Your answer should be the lines below from the one holding "positive clicks: (20, 245)" through the one holding "positive clicks: (272, 358) (208, 333)", copied exactly and with nothing else.

Task material Start Marker

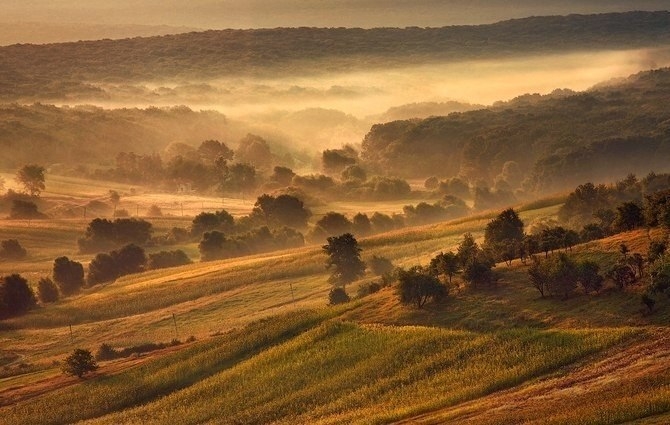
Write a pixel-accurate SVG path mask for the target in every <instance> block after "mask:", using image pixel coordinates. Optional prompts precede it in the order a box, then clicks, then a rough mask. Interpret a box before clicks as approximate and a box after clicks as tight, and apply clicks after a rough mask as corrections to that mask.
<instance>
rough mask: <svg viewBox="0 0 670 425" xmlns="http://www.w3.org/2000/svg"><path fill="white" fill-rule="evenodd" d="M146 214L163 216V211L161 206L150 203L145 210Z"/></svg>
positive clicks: (147, 214)
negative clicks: (148, 208)
mask: <svg viewBox="0 0 670 425" xmlns="http://www.w3.org/2000/svg"><path fill="white" fill-rule="evenodd" d="M147 216H148V217H162V216H163V211H162V210H161V208H160V207H159V206H158V205H156V204H152V205H151V206H150V207H149V209H148V210H147Z"/></svg>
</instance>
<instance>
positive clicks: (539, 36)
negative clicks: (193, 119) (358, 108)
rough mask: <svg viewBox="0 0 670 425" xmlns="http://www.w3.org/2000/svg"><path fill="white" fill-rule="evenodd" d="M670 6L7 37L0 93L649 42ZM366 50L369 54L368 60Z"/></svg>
mask: <svg viewBox="0 0 670 425" xmlns="http://www.w3.org/2000/svg"><path fill="white" fill-rule="evenodd" d="M667 16H668V13H667V12H630V13H624V14H616V13H613V14H601V15H586V16H579V15H571V16H566V17H561V16H552V17H534V18H526V19H519V20H513V21H507V22H500V23H497V24H491V25H481V26H453V27H443V28H419V27H408V28H404V29H400V28H375V29H361V28H351V29H347V28H306V27H301V28H277V29H274V30H267V29H259V30H222V31H206V32H199V33H189V34H179V35H170V36H163V37H150V38H146V39H126V40H114V41H112V40H102V41H88V42H81V43H63V44H58V45H48V46H38V45H14V46H6V47H2V48H0V64H1V65H3V67H4V68H6V69H8V70H11V72H9V73H8V76H7V78H5V79H3V81H2V82H0V93H2V95H3V96H2V99H0V100H3V101H5V102H11V101H16V100H19V99H20V100H22V101H24V102H26V101H31V100H35V99H36V98H41V96H40V95H42V96H43V93H45V92H47V93H54V95H52V97H54V98H63V97H67V98H78V97H79V98H86V97H88V98H91V97H96V96H101V97H104V96H105V94H106V93H105V91H104V89H102V88H101V87H99V86H96V85H94V84H92V83H91V82H96V81H105V80H112V81H117V80H124V81H127V82H133V81H152V80H157V81H166V80H173V79H184V78H189V77H190V78H193V79H195V80H197V81H201V80H202V76H203V75H204V76H207V77H209V78H214V79H216V78H217V77H218V78H221V77H231V76H233V77H234V76H240V75H244V74H248V73H249V72H250V70H253V73H254V74H255V75H259V76H266V77H267V76H277V75H286V74H293V75H299V74H303V75H304V74H307V73H319V72H323V70H324V69H328V70H329V71H331V72H334V71H337V70H357V69H361V68H362V67H366V68H369V67H370V65H373V66H375V67H377V68H381V69H384V68H390V67H402V66H406V65H408V64H410V65H416V64H421V63H427V62H428V63H434V62H435V61H437V60H441V61H458V60H466V59H478V58H492V57H493V58H501V57H509V56H516V55H529V54H532V53H535V54H539V53H547V52H550V53H556V52H563V51H570V50H575V49H585V48H588V47H593V48H594V49H605V48H608V47H612V48H616V49H622V48H626V47H629V48H632V47H638V46H642V47H644V46H648V45H650V44H653V45H657V44H658V43H661V42H663V41H665V42H667V41H668V38H669V37H670V36H668V34H669V33H670V31H668V28H669V25H670V24H668V18H667ZM613 29H615V30H613ZM194 46H210V48H208V49H198V48H195V47H194ZM362 54H363V55H365V57H366V60H365V61H361V60H360V57H361V55H362ZM118 64H126V66H123V67H119V66H118ZM73 76H76V77H73ZM45 82H48V84H47V83H45ZM47 90H49V91H47Z"/></svg>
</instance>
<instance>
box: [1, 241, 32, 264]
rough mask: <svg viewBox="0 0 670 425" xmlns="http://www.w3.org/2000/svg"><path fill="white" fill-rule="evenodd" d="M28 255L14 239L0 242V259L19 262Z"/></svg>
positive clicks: (20, 245)
mask: <svg viewBox="0 0 670 425" xmlns="http://www.w3.org/2000/svg"><path fill="white" fill-rule="evenodd" d="M26 255H28V253H27V252H26V250H25V249H24V248H23V247H22V246H21V244H20V243H19V241H17V240H16V239H7V240H4V241H2V242H0V259H3V258H4V259H8V260H20V259H22V258H25V257H26Z"/></svg>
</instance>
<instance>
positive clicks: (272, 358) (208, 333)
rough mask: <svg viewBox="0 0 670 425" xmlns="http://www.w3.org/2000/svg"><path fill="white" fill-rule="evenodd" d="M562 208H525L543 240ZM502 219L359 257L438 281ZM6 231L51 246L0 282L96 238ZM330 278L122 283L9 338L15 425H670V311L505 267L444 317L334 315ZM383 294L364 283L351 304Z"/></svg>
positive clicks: (108, 285)
mask: <svg viewBox="0 0 670 425" xmlns="http://www.w3.org/2000/svg"><path fill="white" fill-rule="evenodd" d="M558 206H559V205H544V204H536V205H531V206H527V207H525V208H523V207H522V208H521V209H520V210H521V211H522V212H521V217H522V218H523V220H524V221H525V222H526V223H527V225H529V224H531V223H533V222H536V221H538V222H539V221H542V220H545V219H547V218H551V217H553V216H554V215H555V214H556V211H557V209H558ZM495 214H496V213H495V212H491V213H485V214H481V215H479V216H473V217H470V218H467V219H461V220H456V221H452V222H447V223H440V224H435V225H428V226H422V227H415V228H407V229H403V230H398V231H395V232H391V233H386V234H381V235H377V236H373V237H368V238H364V239H361V240H360V244H361V248H362V249H363V251H362V257H363V259H364V260H365V259H368V258H370V257H371V256H372V255H378V256H379V255H381V256H385V257H387V258H389V259H391V260H392V261H393V262H394V264H395V265H399V266H405V267H407V266H412V265H416V264H421V265H426V264H428V262H429V261H430V258H432V257H433V256H434V255H435V254H436V253H439V252H440V251H447V250H453V249H455V247H456V245H457V244H458V243H459V241H460V239H461V238H462V235H463V233H465V232H471V233H472V234H473V235H474V236H475V237H476V238H477V239H478V240H481V238H482V236H483V228H484V226H485V225H486V223H487V222H488V221H489V220H490V219H491V218H492V217H493V216H495ZM178 220H180V218H171V217H167V218H161V219H157V220H156V221H155V227H156V228H158V229H169V228H170V226H172V225H173V224H174V223H175V222H177V221H178ZM68 223H77V225H70V226H68ZM182 223H183V220H182ZM2 224H3V225H2V226H1V227H0V228H1V229H2V230H1V232H4V233H3V234H2V235H9V234H17V235H19V237H20V238H21V239H22V240H25V241H26V245H27V246H28V247H29V248H30V247H35V246H38V245H40V246H44V250H37V252H38V254H37V255H33V256H31V257H30V258H29V259H27V260H25V261H24V262H21V263H16V264H4V265H3V266H2V267H3V270H9V269H10V268H12V267H14V268H16V269H18V270H21V271H22V272H28V274H29V275H30V273H31V271H34V274H36V275H37V274H39V272H48V268H49V264H50V261H52V260H51V259H50V257H52V256H53V254H54V253H55V252H56V251H57V250H60V249H65V248H66V247H68V246H69V247H70V248H69V249H71V250H74V249H76V248H75V247H76V243H73V244H72V245H69V244H68V242H67V241H66V238H64V237H63V235H69V237H70V238H75V240H76V237H77V235H79V234H81V232H82V231H83V229H84V227H85V222H84V221H82V220H79V221H77V220H72V221H64V220H45V221H43V222H40V223H39V225H35V224H34V222H33V223H30V225H28V223H21V222H10V221H4V222H3V223H2ZM14 232H17V233H14ZM19 232H20V233H19ZM646 238H647V235H646V233H645V232H644V231H637V232H630V233H628V234H622V235H617V236H616V237H614V238H610V239H605V240H602V241H597V242H592V243H590V244H586V245H580V246H578V247H575V248H574V252H573V255H576V256H579V257H582V258H587V257H588V258H594V259H597V260H598V261H599V262H601V263H607V262H610V261H615V260H614V259H615V258H616V255H617V254H616V252H617V249H618V244H619V243H620V242H621V240H625V241H627V243H629V244H630V246H631V247H632V250H633V251H639V252H642V250H643V249H644V248H645V247H646V245H645V240H646ZM59 243H60V244H61V245H58V244H59ZM184 248H185V249H188V247H187V246H185V247H184ZM191 249H192V248H191ZM67 253H72V254H73V255H74V256H75V257H74V258H79V259H81V260H83V261H85V260H86V258H85V256H77V255H76V251H65V252H63V253H62V254H67ZM62 254H61V255H62ZM324 260H325V257H324V255H323V254H322V253H321V248H320V246H306V247H304V248H301V249H297V250H291V251H279V252H273V253H268V254H260V255H255V256H249V257H243V258H238V259H230V260H222V261H214V262H204V263H203V262H195V263H193V264H191V265H187V266H182V267H176V268H170V269H163V270H156V271H149V272H144V273H140V274H135V275H129V276H124V277H122V278H119V279H117V280H116V281H115V282H113V283H108V284H104V285H97V286H94V287H91V288H86V289H84V290H83V291H82V292H80V293H79V294H77V295H75V296H72V297H69V298H65V299H62V300H60V301H58V302H56V303H54V304H52V305H47V306H40V307H39V308H38V309H36V310H34V311H31V312H30V313H28V314H26V315H24V316H20V317H17V318H13V319H9V320H5V321H3V323H2V324H1V326H2V332H1V333H0V347H2V348H1V349H0V353H1V354H2V359H5V360H2V365H3V367H4V371H3V372H2V374H0V423H8V424H57V423H74V422H79V421H83V423H91V424H122V423H127V424H135V423H149V424H151V423H156V424H159V423H176V422H178V423H184V424H189V423H193V424H195V423H231V424H240V423H249V424H251V423H287V424H288V423H316V424H335V423H341V424H345V423H346V424H348V423H393V422H407V423H445V422H447V423H452V422H453V423H491V424H494V423H495V424H503V423H556V424H559V423H603V424H610V423H621V422H630V421H640V422H636V423H655V422H654V421H660V422H657V423H663V418H665V417H667V415H668V412H670V402H669V401H668V400H670V397H669V396H670V365H668V363H667V354H665V356H664V353H667V352H668V351H667V349H668V348H669V347H670V338H668V337H667V326H668V323H670V313H669V312H670V302H668V301H666V300H659V303H658V306H657V309H656V310H657V311H656V312H655V313H654V314H652V315H647V314H645V313H644V310H643V309H642V306H641V304H640V303H639V294H637V293H636V289H634V288H633V289H631V290H629V291H624V292H619V291H614V290H611V289H606V290H604V291H602V292H601V293H600V294H598V295H577V296H574V297H572V298H570V299H567V300H558V299H543V298H540V297H539V294H538V293H537V291H536V290H535V289H534V288H533V287H532V286H531V285H530V283H529V282H528V278H527V274H526V266H525V265H523V264H521V263H519V262H518V261H517V262H515V263H513V265H512V266H506V265H503V264H499V265H498V266H497V268H496V271H497V272H498V273H499V274H500V277H501V279H500V281H499V282H498V284H497V285H496V286H495V287H491V288H483V289H480V290H472V289H470V288H466V287H464V286H463V285H460V284H459V283H460V280H459V278H456V284H457V285H456V287H455V288H454V289H452V291H451V293H450V295H449V297H448V299H447V300H446V301H444V302H443V303H440V304H435V305H431V304H429V305H428V306H427V308H425V309H422V310H416V309H414V308H410V307H407V306H403V305H401V304H400V303H399V302H398V300H397V297H396V295H395V289H394V288H393V287H385V288H382V290H381V291H379V292H377V293H375V294H371V295H369V296H366V297H364V298H361V299H357V300H354V301H352V302H351V303H349V304H346V305H344V306H339V307H329V306H327V305H326V303H327V294H328V291H329V289H330V285H329V284H328V282H327V279H328V274H329V272H328V271H327V270H326V269H325V266H324ZM374 280H378V278H376V277H374V276H372V275H366V277H364V278H363V279H362V280H361V281H360V282H358V283H354V284H352V285H350V286H349V287H348V290H349V292H350V293H352V294H355V293H356V289H357V287H358V285H360V284H362V283H365V282H370V281H374ZM33 283H34V282H33ZM189 337H192V338H189ZM187 339H189V340H191V341H192V342H188V343H183V342H184V341H186V340H187ZM171 340H179V341H181V342H182V343H181V344H179V345H176V346H173V347H169V348H166V349H163V350H159V351H157V352H153V353H151V354H150V355H139V356H135V357H131V358H130V359H127V358H124V359H118V360H111V361H102V362H100V366H101V367H100V369H99V370H98V371H97V372H96V373H95V374H93V375H91V376H89V377H87V378H86V379H83V380H81V381H80V380H78V379H76V378H67V377H64V376H63V375H62V374H61V372H60V370H59V362H61V361H62V359H63V358H64V357H65V356H66V355H67V354H68V353H69V352H71V351H72V350H73V349H74V348H77V347H82V348H87V349H89V350H91V351H92V352H95V350H96V349H97V348H98V347H99V346H100V345H101V344H102V343H106V344H110V345H111V346H113V347H116V348H123V347H131V346H137V345H140V344H144V343H147V342H169V341H171ZM626 353H627V355H626ZM645 353H646V354H645ZM664 361H665V362H664ZM18 363H24V364H25V365H26V366H25V367H24V368H23V369H20V368H19V367H18V366H17V365H18ZM590 365H597V366H598V369H596V370H595V371H591V368H590ZM598 371H600V373H599V372H598ZM589 373H591V374H593V375H594V376H591V377H590V378H589V379H587V378H583V377H582V376H583V375H588V374H589ZM559 395H560V396H559ZM545 399H546V400H549V401H552V402H551V403H548V402H545ZM519 400H523V402H520V401H519ZM510 403H512V404H514V403H516V404H514V405H515V406H516V405H518V406H519V407H518V410H514V409H511V410H510V409H509V408H507V407H506V406H508V405H509V404H510ZM490 406H498V407H497V408H496V409H495V410H493V411H489V407H490ZM664 415H665V416H664Z"/></svg>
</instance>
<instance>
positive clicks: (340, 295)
mask: <svg viewBox="0 0 670 425" xmlns="http://www.w3.org/2000/svg"><path fill="white" fill-rule="evenodd" d="M350 300H351V298H349V295H348V294H347V291H345V290H344V288H342V287H337V288H333V289H331V290H330V292H329V293H328V303H329V304H330V305H337V304H344V303H348V302H349V301H350Z"/></svg>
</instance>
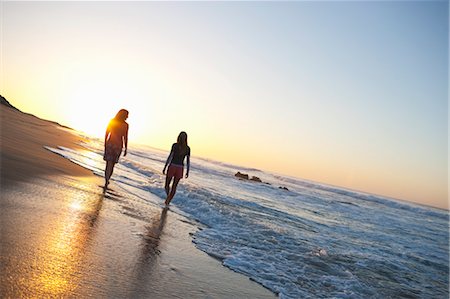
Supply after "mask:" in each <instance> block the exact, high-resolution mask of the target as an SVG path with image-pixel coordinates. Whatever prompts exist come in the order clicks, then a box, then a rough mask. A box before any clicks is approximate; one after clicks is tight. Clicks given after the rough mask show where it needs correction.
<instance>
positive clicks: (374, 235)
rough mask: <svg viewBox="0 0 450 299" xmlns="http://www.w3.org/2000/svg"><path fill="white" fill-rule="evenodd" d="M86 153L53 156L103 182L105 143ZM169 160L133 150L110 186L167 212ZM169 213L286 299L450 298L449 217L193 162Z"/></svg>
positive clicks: (200, 245)
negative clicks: (103, 146) (142, 200)
mask: <svg viewBox="0 0 450 299" xmlns="http://www.w3.org/2000/svg"><path fill="white" fill-rule="evenodd" d="M82 145H83V146H84V147H85V148H86V150H72V149H68V148H63V147H59V148H47V149H48V150H51V151H53V152H55V153H57V154H59V155H62V156H64V157H66V158H67V159H70V160H71V161H73V162H75V163H77V164H79V165H81V166H83V167H86V168H88V169H91V170H92V171H93V172H94V173H95V174H98V175H100V176H103V171H104V162H103V160H102V155H103V143H102V141H101V140H97V139H90V141H88V142H86V143H83V144H82ZM167 154H168V153H167V152H165V151H161V150H157V149H153V148H151V147H146V146H131V147H130V150H129V153H128V155H127V156H126V157H122V158H121V160H120V163H119V164H118V165H117V166H116V168H115V170H114V174H113V177H112V180H113V182H112V184H113V185H114V186H116V187H119V188H120V189H121V190H122V191H125V192H127V193H128V194H130V196H134V197H137V198H139V199H140V200H144V201H147V202H148V204H149V205H161V204H162V203H163V201H164V198H165V192H164V189H163V184H164V179H165V178H164V176H163V174H162V172H161V171H162V168H163V167H164V163H165V160H166V158H167ZM237 171H240V172H243V173H247V174H249V175H250V176H257V177H259V178H260V179H261V180H262V181H263V183H257V182H253V181H244V180H239V179H237V178H236V177H235V176H234V174H235V173H236V172H237ZM280 187H285V188H287V189H288V190H285V189H281V188H280ZM150 193H152V194H154V195H157V196H158V197H159V198H160V201H155V198H157V197H155V196H149V194H150ZM171 211H172V212H173V213H179V214H181V215H183V216H184V217H186V218H188V219H189V220H190V221H191V222H194V223H197V225H198V227H199V229H198V231H197V232H196V233H195V234H194V235H193V242H194V243H195V245H196V247H197V248H198V249H200V250H202V251H204V252H206V253H208V254H209V255H211V256H213V257H215V258H217V259H219V260H221V261H222V263H223V265H224V266H226V267H229V268H230V269H232V270H234V271H236V272H239V273H242V274H244V275H246V276H248V277H249V278H250V279H252V280H254V281H256V282H258V283H260V284H261V285H263V286H264V287H266V288H268V289H270V290H272V291H273V292H274V293H276V294H278V296H279V297H280V298H449V213H448V212H447V211H443V210H439V209H434V208H430V207H424V206H419V205H414V204H411V203H405V202H399V201H393V200H390V199H387V198H383V197H380V196H375V195H370V194H364V193H359V192H355V191H349V190H345V189H340V188H337V187H332V186H327V185H325V184H319V183H315V182H309V181H305V180H301V179H297V178H292V177H285V176H280V175H276V174H271V173H268V172H263V171H260V170H258V169H249V168H245V167H239V166H235V165H229V164H225V163H220V162H217V161H211V160H206V159H201V158H198V157H195V156H194V157H192V158H191V172H190V176H189V178H188V179H183V180H182V181H181V182H180V184H179V186H178V189H177V194H176V196H175V198H174V199H173V201H172V203H171Z"/></svg>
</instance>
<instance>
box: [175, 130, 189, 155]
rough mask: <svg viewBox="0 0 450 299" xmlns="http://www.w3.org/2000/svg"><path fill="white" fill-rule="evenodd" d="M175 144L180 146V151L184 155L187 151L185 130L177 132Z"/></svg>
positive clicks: (186, 137) (187, 146) (186, 140)
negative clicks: (180, 131)
mask: <svg viewBox="0 0 450 299" xmlns="http://www.w3.org/2000/svg"><path fill="white" fill-rule="evenodd" d="M177 144H178V146H179V147H180V152H181V153H182V154H183V155H184V154H186V153H187V147H188V145H187V134H186V132H184V131H182V132H180V134H178V138H177Z"/></svg>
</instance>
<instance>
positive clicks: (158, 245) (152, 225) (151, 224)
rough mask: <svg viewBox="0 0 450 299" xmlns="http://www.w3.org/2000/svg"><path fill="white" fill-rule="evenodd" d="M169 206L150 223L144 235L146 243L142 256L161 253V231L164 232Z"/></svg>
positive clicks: (154, 255) (156, 254)
mask: <svg viewBox="0 0 450 299" xmlns="http://www.w3.org/2000/svg"><path fill="white" fill-rule="evenodd" d="M168 210H169V209H168V208H167V207H165V208H163V209H162V210H161V214H160V215H159V217H156V218H155V219H153V221H152V222H151V223H150V225H149V226H148V227H147V232H146V233H145V235H144V240H145V242H144V244H143V246H142V249H143V250H142V256H143V257H146V258H145V260H147V259H148V258H151V257H154V256H155V255H157V254H159V253H160V251H159V250H158V246H159V241H160V236H161V233H162V232H163V229H164V225H165V224H166V217H167V211H168Z"/></svg>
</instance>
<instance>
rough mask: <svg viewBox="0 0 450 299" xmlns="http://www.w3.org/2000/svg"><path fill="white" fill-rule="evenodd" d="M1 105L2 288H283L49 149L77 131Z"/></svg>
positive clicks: (255, 294)
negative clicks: (42, 146) (248, 275)
mask: <svg viewBox="0 0 450 299" xmlns="http://www.w3.org/2000/svg"><path fill="white" fill-rule="evenodd" d="M1 109H2V110H1V111H0V112H1V116H2V130H1V142H2V143H1V150H2V161H1V162H2V164H1V172H2V176H1V177H2V185H1V200H0V215H1V227H2V235H1V260H0V265H1V280H0V287H1V289H0V294H2V297H3V298H30V297H58V298H59V297H76V298H85V297H94V298H111V297H114V298H274V297H275V295H274V294H273V293H271V292H270V291H268V290H267V289H265V288H263V287H262V286H260V285H259V284H257V283H255V282H253V281H250V280H249V279H248V278H247V277H245V276H243V275H240V274H238V273H235V272H233V271H231V270H229V269H227V268H225V267H224V266H222V265H221V263H220V261H218V260H216V259H213V258H211V257H210V256H208V255H207V254H205V253H203V252H201V251H199V250H198V249H196V248H195V247H194V245H193V243H192V241H191V234H193V233H194V232H195V231H196V229H197V226H196V225H195V224H194V223H190V222H189V221H188V220H187V219H185V218H184V217H183V216H181V215H178V214H176V213H174V212H173V211H171V210H170V209H169V210H167V209H163V208H162V207H159V206H154V205H149V204H148V203H147V202H146V201H145V199H141V198H137V197H133V195H131V194H127V193H126V192H125V191H124V190H120V189H119V188H117V187H116V186H114V184H113V183H112V185H111V188H112V190H109V191H107V192H105V193H104V192H103V189H102V188H101V187H100V185H101V184H102V183H103V179H102V178H99V177H96V176H93V175H92V174H90V173H89V171H87V170H85V169H83V168H81V167H79V166H77V165H74V164H72V163H71V162H69V161H67V160H65V159H63V158H61V157H59V156H57V155H55V154H53V153H51V152H49V151H46V150H45V149H42V146H43V145H49V146H53V147H55V146H58V145H63V146H67V147H76V146H77V143H78V142H79V140H80V139H79V137H78V136H76V135H72V134H70V132H69V131H67V130H62V129H60V128H58V126H57V125H55V124H52V123H48V122H45V121H42V120H38V119H34V118H33V117H32V116H29V115H23V114H20V112H15V111H14V113H12V111H7V112H6V113H5V112H4V111H3V110H5V109H9V108H4V107H1ZM5 115H7V117H6V118H4V116H5ZM5 119H7V120H8V124H7V125H6V126H5V125H4V124H5ZM30 122H31V124H30ZM5 128H8V129H6V130H5ZM39 128H41V129H42V130H40V129H39ZM10 129H11V130H10ZM42 131H43V132H42ZM39 133H42V134H43V135H40V136H36V135H38V134H39ZM11 134H13V135H11ZM47 137H48V139H46V138H47ZM60 141H61V142H60ZM5 142H8V145H6V146H5ZM11 142H14V144H15V146H12V145H11ZM16 149H20V150H17V151H16ZM41 150H42V151H41ZM30 151H31V152H30ZM34 151H38V152H37V153H35V152H34ZM149 196H153V195H149ZM161 202H162V199H161Z"/></svg>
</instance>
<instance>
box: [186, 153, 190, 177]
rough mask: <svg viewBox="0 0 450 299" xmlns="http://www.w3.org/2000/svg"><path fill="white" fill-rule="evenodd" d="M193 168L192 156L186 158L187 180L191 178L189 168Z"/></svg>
mask: <svg viewBox="0 0 450 299" xmlns="http://www.w3.org/2000/svg"><path fill="white" fill-rule="evenodd" d="M190 166H191V155H190V154H189V155H187V156H186V178H188V177H189V168H190Z"/></svg>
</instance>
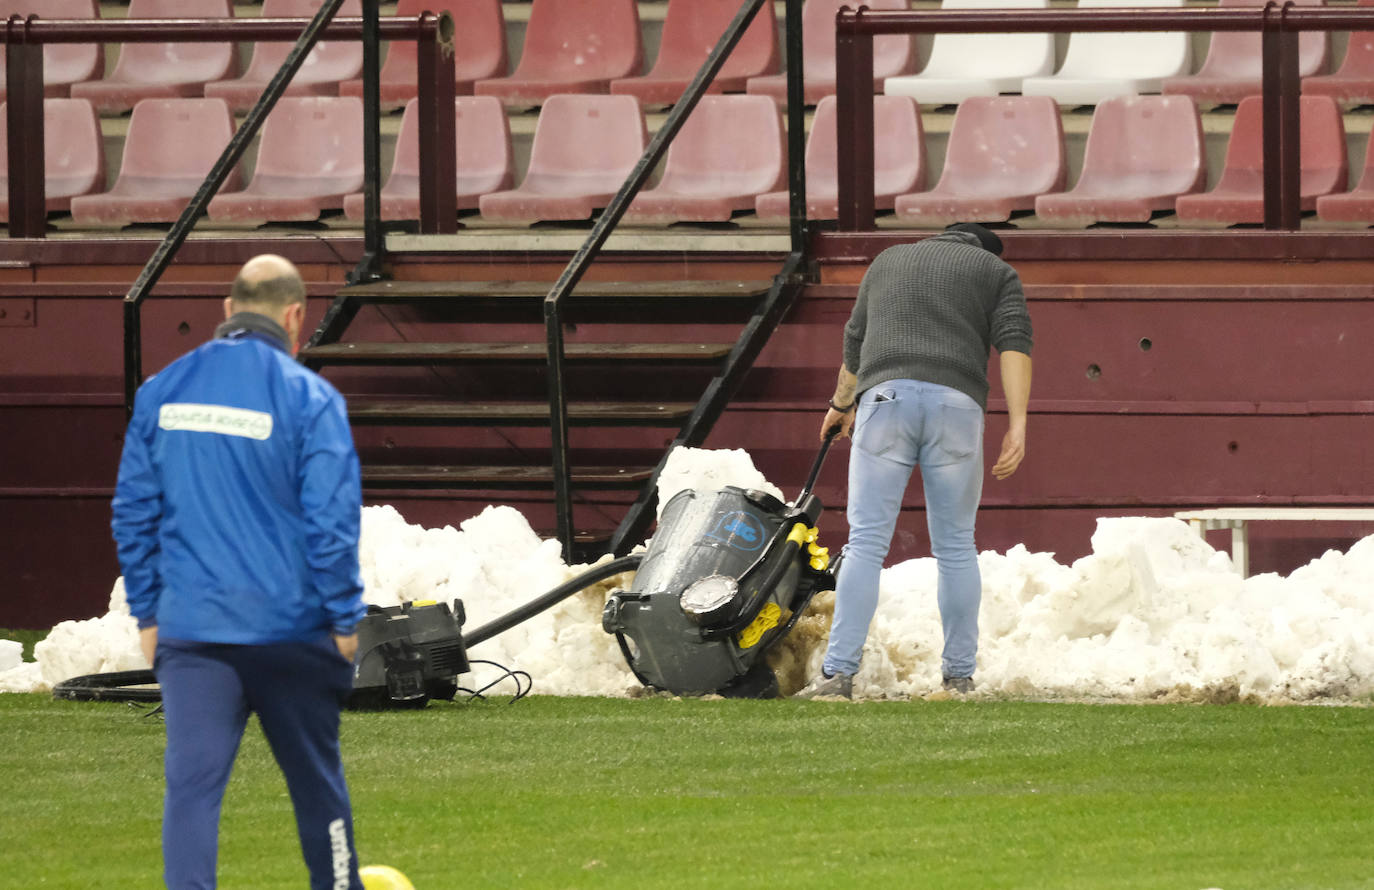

Task material End Marker

_Expected answer_
positive clicks: (20, 245)
mask: <svg viewBox="0 0 670 425" xmlns="http://www.w3.org/2000/svg"><path fill="white" fill-rule="evenodd" d="M26 255H28V253H27V252H26V250H25V249H24V248H23V247H22V246H21V244H20V243H19V241H17V240H16V239H7V240H4V241H2V242H0V259H3V258H4V259H8V260H20V259H22V258H25V257H26Z"/></svg>
</instance>
<instance>
positive clicks: (272, 358) (208, 333)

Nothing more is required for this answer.